WHAT TO DO
Could you copy the records below exactly, leaving out any pictures?

PROVIDED ENTRIES
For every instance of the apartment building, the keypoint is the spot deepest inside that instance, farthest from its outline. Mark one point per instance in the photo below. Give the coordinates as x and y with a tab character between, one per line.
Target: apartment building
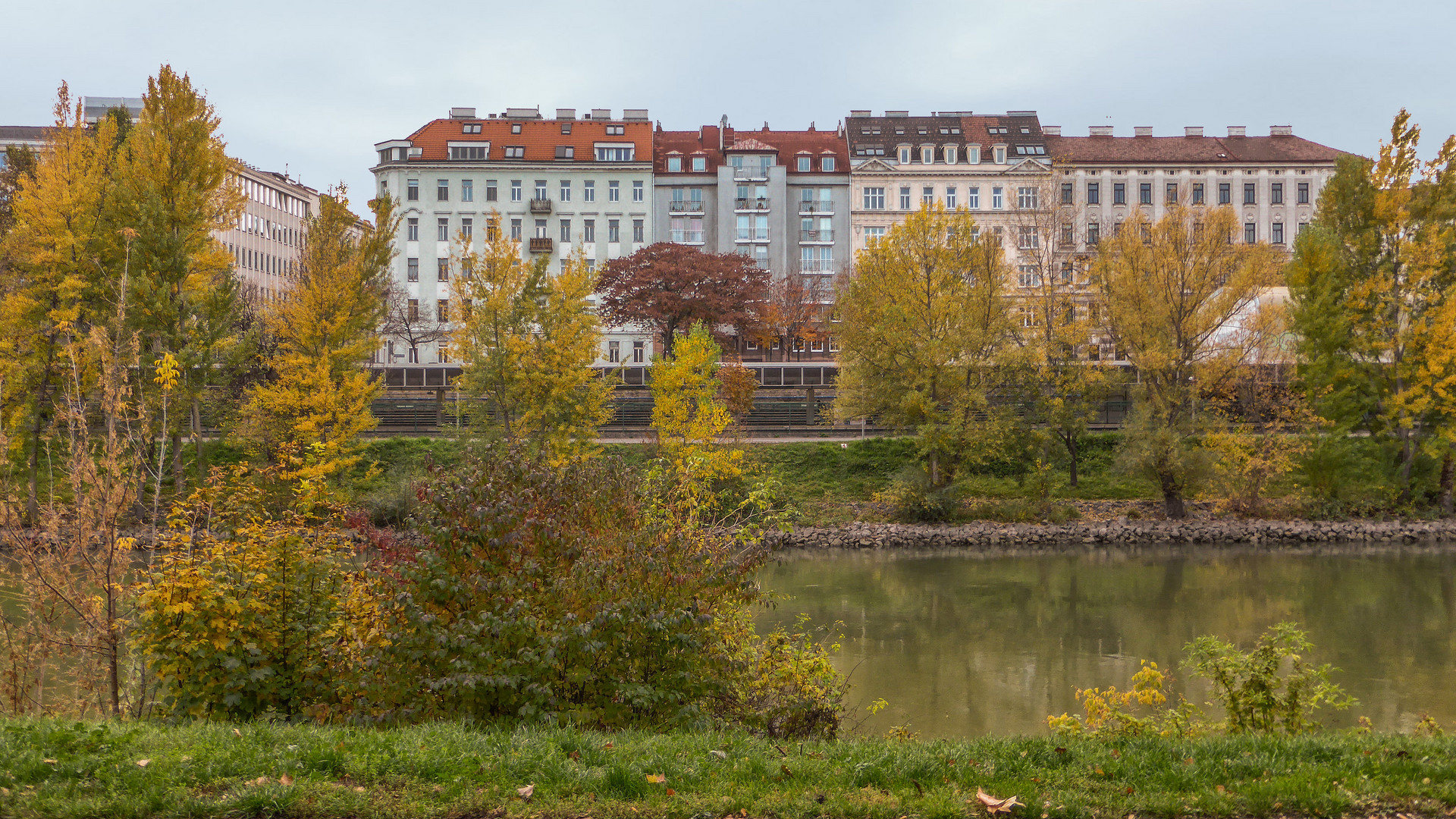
778	197
268	235
989	164
555	186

RESULT BELOW
For every instance of the apartment building, the keypoint is the spot deepest inside that instance, farthest from its outline. Mark one point per instance in the photo below. Give the coordinates as x and y with a tab character between, one per line.
Target: apartment building
778	197
268	235
989	164
555	186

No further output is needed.